CS 548 Fall 2018 - Project 1

Computer Science Department

CS 548 KNOWLEDGE DISCOVERY AND DATA MINING - Fall 2018
Project 1: Data Pre-processing

PROF. CAROLINA RUIZ

Due Date: Sept. 13, 2018.

Slides: Canvas Submission by 2:00 pm.
Written report: Hand in a hardcopy by the beginning of class.

Instructions

Group Project: This is a group project. Please do not split the project in a way that each student does only a portion of the work. Instead each student is expected to work on the entire project individually and then meet with the group to clarify doubts, share findings, and combine the project solutions into one group report. Help or assistance from other groups, other people, or online resources is NOT allowed. Submit just one written report and one set of slides per group.
Questions and Comments: If you have any questions about the project or the test, please post your questions to the Canvas discussion forum for this course. Do NOT email your question to the professor (unless your question is private and related just to your own situation). That way all students get to participate in and benefit from the discussion.

Data excerpts.
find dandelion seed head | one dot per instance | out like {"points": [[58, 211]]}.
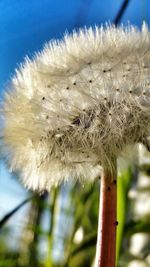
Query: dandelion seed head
{"points": [[77, 105]]}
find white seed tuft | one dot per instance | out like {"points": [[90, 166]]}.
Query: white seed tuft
{"points": [[77, 105]]}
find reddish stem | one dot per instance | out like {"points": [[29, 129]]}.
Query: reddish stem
{"points": [[106, 242]]}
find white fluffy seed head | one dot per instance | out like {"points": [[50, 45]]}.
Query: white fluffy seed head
{"points": [[77, 105]]}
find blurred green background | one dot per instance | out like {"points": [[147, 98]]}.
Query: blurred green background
{"points": [[59, 229]]}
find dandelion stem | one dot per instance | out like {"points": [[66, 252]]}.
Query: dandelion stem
{"points": [[106, 242]]}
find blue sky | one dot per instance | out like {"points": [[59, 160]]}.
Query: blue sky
{"points": [[25, 25]]}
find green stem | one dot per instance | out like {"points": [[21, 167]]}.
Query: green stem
{"points": [[106, 242]]}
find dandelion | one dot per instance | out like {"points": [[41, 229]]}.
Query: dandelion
{"points": [[73, 110]]}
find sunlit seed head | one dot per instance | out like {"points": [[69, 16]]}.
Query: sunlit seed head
{"points": [[77, 105]]}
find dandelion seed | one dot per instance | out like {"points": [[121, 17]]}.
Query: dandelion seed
{"points": [[94, 92], [76, 107]]}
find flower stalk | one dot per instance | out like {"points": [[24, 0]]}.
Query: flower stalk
{"points": [[106, 242]]}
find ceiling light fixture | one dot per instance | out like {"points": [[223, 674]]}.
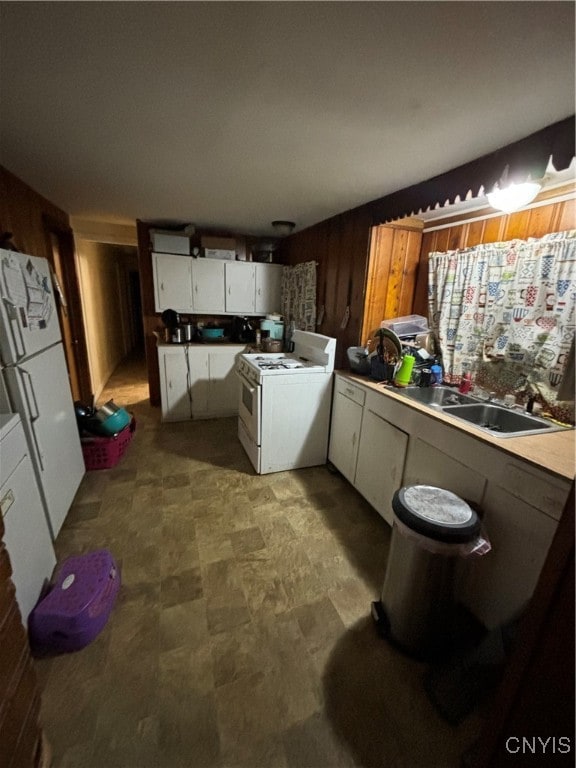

Exercise.
Please set down, word for word, the part of the CS 548 project page above that opens with the words containing "Instructions" and closes with "slides per group.".

Solution.
Instructions

Group Project: This is a group project. Please do not split the project in a way that each student does only a portion of the work. Instead each student is expected to work on the entire project individually and then meet with the group to clarify doubts, share findings, and combine the project solutions into one group report. Help or assistance from other groups, other people, or online resources is NOT allowed. Submit just one written report and one set of slides per group.